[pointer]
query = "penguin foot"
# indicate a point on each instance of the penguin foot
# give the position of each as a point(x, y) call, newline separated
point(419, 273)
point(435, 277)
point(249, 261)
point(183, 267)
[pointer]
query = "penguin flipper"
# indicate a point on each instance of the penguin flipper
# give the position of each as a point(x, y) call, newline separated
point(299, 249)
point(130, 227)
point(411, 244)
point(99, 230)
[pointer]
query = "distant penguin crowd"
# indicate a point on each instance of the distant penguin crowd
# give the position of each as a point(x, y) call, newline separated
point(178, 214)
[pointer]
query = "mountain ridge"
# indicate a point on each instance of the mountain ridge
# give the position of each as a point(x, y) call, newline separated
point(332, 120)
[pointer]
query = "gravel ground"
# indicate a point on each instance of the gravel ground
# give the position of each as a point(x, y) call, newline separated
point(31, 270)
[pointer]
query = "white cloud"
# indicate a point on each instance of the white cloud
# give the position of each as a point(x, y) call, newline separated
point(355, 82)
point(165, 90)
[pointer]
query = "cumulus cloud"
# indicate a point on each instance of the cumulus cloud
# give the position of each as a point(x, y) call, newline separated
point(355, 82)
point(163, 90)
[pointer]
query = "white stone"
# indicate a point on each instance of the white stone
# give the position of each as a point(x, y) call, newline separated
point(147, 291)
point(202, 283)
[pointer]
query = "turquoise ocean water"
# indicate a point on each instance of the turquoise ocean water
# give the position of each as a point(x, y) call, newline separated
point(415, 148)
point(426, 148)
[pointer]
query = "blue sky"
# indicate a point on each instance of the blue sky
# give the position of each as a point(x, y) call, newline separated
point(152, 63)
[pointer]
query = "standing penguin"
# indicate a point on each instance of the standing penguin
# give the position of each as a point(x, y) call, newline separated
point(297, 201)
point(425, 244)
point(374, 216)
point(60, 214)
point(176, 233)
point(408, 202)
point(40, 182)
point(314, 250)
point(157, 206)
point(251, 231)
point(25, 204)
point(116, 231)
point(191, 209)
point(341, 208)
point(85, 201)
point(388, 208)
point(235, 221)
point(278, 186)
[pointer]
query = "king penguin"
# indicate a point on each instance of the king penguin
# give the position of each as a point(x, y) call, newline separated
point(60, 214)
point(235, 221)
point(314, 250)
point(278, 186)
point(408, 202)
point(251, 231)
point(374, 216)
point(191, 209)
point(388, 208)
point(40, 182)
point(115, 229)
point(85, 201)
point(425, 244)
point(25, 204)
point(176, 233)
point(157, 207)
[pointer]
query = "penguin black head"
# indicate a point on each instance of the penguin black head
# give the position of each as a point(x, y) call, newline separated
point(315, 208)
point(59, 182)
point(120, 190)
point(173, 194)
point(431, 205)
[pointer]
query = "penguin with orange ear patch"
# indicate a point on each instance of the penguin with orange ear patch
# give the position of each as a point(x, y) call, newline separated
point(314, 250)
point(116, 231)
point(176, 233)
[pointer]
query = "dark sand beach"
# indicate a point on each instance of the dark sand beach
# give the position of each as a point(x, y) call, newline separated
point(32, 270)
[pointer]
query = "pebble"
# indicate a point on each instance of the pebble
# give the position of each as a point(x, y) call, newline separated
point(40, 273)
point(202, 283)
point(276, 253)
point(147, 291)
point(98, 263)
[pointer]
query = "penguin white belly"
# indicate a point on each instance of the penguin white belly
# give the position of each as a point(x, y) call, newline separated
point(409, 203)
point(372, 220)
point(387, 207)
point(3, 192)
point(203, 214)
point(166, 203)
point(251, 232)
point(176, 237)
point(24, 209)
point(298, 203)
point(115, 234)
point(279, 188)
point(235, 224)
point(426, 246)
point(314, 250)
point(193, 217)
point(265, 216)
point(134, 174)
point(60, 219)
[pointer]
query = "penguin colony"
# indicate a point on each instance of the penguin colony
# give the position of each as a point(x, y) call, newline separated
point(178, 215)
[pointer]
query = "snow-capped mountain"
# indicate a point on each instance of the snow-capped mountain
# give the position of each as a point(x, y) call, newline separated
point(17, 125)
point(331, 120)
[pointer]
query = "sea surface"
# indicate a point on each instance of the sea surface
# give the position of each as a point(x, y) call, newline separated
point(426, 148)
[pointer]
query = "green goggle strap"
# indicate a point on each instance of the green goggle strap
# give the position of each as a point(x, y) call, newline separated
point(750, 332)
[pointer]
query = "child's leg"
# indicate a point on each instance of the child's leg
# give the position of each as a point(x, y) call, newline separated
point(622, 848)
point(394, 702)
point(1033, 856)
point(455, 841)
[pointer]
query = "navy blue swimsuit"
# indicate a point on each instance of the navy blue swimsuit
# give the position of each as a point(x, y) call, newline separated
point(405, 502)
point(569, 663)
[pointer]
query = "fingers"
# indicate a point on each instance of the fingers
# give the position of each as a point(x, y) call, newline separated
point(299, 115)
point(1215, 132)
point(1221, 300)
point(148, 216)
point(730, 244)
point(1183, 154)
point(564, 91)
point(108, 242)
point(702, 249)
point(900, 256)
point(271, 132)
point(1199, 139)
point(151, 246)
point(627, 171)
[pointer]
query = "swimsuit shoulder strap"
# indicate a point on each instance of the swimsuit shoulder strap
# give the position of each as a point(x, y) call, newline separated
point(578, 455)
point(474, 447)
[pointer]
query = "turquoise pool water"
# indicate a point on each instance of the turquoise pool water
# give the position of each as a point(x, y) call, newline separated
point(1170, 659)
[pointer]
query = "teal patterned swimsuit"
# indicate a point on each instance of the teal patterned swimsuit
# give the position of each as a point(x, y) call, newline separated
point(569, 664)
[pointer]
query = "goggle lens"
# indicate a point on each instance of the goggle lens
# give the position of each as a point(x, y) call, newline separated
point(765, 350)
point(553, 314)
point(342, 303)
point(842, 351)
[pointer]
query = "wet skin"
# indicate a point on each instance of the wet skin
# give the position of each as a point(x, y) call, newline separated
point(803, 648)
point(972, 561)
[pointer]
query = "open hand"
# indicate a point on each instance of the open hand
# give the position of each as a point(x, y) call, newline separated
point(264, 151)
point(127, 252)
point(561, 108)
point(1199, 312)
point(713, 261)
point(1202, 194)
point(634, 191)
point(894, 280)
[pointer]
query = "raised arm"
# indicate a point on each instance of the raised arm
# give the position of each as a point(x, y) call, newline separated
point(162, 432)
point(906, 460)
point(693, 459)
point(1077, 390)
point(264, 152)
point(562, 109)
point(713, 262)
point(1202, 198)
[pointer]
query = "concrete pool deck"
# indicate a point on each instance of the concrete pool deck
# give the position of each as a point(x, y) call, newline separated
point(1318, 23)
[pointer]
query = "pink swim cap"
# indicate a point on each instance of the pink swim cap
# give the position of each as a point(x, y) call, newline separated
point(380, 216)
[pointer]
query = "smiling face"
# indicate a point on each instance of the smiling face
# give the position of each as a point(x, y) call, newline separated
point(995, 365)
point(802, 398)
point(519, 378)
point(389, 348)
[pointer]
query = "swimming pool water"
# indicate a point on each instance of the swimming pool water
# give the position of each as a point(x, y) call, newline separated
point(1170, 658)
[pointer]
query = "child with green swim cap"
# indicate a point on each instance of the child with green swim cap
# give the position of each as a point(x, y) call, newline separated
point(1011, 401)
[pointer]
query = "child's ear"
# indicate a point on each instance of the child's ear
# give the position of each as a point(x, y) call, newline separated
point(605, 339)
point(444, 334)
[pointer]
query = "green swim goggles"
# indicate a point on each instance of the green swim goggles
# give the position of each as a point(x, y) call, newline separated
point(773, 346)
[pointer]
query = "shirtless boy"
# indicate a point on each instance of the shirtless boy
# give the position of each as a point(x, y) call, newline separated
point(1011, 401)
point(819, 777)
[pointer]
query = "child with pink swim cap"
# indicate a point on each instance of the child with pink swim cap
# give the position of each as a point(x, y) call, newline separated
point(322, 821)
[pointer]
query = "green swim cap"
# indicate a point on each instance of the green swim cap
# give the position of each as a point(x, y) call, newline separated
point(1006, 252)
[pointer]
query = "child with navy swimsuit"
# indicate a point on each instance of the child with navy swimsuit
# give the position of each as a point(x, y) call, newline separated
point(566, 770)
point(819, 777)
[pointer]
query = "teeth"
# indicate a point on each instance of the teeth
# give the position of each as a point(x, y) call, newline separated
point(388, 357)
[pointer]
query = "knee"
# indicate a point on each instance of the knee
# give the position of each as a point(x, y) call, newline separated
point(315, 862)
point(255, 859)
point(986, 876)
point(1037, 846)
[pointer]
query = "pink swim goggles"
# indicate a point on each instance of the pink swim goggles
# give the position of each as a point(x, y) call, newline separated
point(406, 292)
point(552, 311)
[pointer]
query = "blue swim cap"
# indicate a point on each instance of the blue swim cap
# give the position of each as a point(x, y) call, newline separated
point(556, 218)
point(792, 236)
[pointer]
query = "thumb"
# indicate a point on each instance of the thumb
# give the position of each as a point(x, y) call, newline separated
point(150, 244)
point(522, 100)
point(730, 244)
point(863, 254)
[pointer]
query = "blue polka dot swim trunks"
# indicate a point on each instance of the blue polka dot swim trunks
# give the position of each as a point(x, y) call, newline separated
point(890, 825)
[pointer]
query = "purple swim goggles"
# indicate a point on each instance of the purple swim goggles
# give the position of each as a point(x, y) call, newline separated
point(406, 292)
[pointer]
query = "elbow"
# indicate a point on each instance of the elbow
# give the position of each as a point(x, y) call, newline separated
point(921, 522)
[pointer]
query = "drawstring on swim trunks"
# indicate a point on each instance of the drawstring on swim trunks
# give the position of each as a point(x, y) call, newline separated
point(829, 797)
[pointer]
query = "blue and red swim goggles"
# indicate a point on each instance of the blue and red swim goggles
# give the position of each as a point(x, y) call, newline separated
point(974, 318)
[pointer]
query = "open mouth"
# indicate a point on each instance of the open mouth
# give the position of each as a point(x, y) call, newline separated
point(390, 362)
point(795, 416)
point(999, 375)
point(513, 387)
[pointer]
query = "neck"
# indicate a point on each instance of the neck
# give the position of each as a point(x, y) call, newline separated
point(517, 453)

+--

*Task description*: What is needed is every line of the records above that contains the word "belly".

*Task response*:
query = "penguin white belly"
# indicate a point on each instance of the penguin white belly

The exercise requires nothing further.